- [JOBS]:
a: In the text on litter and Dounreay, during which years was Dounreay the UK's site for fast reactor research?
b: Retype the passage of the text on litter and Dounreay that opens with the words containing "So, Anne Campbell, if" and closes with "to clean up.".

— BEGIN DOCUMENT TEXT —

But nobody understands the link between humans and nature, so humans have gone back to throwing their garbage on the ground. Mostly due to ignorance of the green chain or web of life we are all part of.

But a lot of the antisocial behaviour which is damaging the environment, and the sentient creatures we share it with, is due to people just not giving a toss.

So, Anne Campbell, if you think a publicity campaign, or any other kind of campaign, is going to clean the place up, you are going to be very disappointed, as I have been over the last 40 years.

Margaret Forbes

via email

I WAS fascinated by the very recent announcement that the site of the Dounreay nuclear facility, the UK’s site for the development of fast reactor research from 1955 to 1994, should be available for other uses in 313 years time, according to a new report. At a clean-up cost measured in the billions of pounds, is it a shameful legacy that we will leave for future Scots to clean up.

— END DOCUMENT TEXT —
— BEGIN DATA EXTRACT —

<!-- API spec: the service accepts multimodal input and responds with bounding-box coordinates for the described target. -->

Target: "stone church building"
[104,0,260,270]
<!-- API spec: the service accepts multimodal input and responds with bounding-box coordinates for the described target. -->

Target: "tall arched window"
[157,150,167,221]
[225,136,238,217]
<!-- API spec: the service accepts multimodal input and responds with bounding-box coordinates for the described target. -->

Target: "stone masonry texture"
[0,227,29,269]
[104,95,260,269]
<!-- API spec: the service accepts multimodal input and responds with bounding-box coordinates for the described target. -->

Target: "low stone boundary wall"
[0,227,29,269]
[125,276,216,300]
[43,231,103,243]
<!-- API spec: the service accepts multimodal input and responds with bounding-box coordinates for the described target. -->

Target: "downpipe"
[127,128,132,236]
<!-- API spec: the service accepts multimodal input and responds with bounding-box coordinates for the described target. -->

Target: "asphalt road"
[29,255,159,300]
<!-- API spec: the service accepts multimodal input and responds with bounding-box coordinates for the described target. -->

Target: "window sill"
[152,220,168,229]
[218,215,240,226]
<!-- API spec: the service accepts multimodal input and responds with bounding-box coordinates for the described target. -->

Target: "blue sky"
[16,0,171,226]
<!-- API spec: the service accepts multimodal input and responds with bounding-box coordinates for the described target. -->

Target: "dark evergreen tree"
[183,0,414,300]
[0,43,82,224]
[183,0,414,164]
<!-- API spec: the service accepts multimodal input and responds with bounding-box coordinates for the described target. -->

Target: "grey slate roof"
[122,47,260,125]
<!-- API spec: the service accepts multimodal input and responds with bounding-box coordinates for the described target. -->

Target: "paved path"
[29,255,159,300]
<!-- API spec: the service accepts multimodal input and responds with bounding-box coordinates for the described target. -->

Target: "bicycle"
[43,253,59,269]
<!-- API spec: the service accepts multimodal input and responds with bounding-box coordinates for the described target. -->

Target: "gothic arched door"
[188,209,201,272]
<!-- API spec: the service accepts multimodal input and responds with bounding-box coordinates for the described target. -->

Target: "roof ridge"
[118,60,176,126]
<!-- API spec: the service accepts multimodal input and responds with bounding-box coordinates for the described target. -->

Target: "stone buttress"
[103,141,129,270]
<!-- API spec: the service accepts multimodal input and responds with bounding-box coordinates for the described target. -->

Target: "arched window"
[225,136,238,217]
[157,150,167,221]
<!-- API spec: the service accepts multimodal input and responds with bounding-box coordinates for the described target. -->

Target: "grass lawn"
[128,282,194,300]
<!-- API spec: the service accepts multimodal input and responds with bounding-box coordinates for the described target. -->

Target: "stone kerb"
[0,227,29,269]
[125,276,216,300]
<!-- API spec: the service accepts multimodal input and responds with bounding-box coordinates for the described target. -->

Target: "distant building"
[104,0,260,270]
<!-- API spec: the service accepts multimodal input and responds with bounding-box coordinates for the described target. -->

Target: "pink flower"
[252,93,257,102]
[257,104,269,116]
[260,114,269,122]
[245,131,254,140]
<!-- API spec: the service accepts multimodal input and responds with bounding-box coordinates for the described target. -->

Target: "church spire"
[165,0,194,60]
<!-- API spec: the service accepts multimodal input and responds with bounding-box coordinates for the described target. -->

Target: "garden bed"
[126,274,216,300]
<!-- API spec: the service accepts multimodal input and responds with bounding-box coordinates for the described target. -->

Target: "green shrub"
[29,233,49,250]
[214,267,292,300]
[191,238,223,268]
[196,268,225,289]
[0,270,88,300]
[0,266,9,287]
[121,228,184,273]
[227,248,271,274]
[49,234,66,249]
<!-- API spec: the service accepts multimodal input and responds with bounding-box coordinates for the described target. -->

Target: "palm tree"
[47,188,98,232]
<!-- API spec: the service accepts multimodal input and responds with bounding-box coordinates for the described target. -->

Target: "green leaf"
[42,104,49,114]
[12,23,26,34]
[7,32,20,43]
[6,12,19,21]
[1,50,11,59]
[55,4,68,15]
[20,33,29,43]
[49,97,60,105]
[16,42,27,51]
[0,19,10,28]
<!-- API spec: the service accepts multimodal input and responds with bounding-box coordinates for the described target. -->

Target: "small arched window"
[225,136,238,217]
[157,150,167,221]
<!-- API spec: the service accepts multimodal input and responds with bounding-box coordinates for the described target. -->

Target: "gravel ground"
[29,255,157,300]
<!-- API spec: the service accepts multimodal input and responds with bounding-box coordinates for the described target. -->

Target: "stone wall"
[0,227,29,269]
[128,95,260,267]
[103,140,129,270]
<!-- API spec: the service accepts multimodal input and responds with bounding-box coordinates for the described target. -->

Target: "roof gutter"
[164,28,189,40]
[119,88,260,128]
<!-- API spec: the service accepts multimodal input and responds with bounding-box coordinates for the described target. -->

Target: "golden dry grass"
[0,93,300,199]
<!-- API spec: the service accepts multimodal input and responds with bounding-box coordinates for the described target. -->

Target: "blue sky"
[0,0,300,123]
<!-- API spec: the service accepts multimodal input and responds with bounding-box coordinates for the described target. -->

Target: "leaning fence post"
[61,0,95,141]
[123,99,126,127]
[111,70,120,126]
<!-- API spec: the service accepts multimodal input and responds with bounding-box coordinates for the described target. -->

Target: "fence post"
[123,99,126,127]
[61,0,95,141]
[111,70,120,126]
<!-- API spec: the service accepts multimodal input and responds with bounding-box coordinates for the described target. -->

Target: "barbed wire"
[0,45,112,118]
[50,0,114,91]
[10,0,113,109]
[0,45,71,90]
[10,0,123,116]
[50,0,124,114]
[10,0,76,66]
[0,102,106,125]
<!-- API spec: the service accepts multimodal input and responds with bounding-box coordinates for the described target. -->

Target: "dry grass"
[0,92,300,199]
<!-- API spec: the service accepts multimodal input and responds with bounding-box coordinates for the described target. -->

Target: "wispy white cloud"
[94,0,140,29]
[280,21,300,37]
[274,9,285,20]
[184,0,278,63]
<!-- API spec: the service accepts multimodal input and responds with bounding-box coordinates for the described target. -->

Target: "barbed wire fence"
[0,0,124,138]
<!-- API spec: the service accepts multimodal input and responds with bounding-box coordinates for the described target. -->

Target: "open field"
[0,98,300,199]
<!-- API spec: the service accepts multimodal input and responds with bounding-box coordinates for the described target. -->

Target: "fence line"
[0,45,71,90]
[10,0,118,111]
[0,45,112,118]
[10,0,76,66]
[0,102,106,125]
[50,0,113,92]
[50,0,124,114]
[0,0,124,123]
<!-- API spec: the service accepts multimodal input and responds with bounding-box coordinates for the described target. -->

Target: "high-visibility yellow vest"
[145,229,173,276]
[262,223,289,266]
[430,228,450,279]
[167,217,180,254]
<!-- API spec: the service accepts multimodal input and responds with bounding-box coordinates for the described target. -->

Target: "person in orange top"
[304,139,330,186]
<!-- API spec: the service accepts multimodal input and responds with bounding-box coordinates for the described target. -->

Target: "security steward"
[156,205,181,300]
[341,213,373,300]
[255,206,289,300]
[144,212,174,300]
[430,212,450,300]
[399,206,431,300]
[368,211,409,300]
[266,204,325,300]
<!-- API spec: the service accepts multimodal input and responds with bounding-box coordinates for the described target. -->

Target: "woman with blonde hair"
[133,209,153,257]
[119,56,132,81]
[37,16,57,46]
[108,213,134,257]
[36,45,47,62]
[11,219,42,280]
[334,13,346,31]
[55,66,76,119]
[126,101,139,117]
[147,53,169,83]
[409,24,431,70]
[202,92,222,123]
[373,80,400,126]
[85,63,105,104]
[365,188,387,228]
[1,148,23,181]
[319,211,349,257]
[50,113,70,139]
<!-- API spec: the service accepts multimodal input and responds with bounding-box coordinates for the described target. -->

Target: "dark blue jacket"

— END DATA EXTRACT —

- [TASK RESPONSES]:
a: From 1955 to 1994.

b:
So, Anne Campbell, if you think a publicity campaign, or any other kind of campaign, is going to clean the place up, you are going to be very disappointed, as I have been over the last 40 years.

Margaret Forbes

via email

I WAS fascinated by the very recent announcement that the site of the Dounreay nuclear facility, the UK’s site for the development of fast reactor research from 1955 to 1994, should be available for other uses in 313 years time, according to a new report. At a clean-up cost measured in the billions of pounds, is it a shameful legacy that we will leave for future Scots to clean up.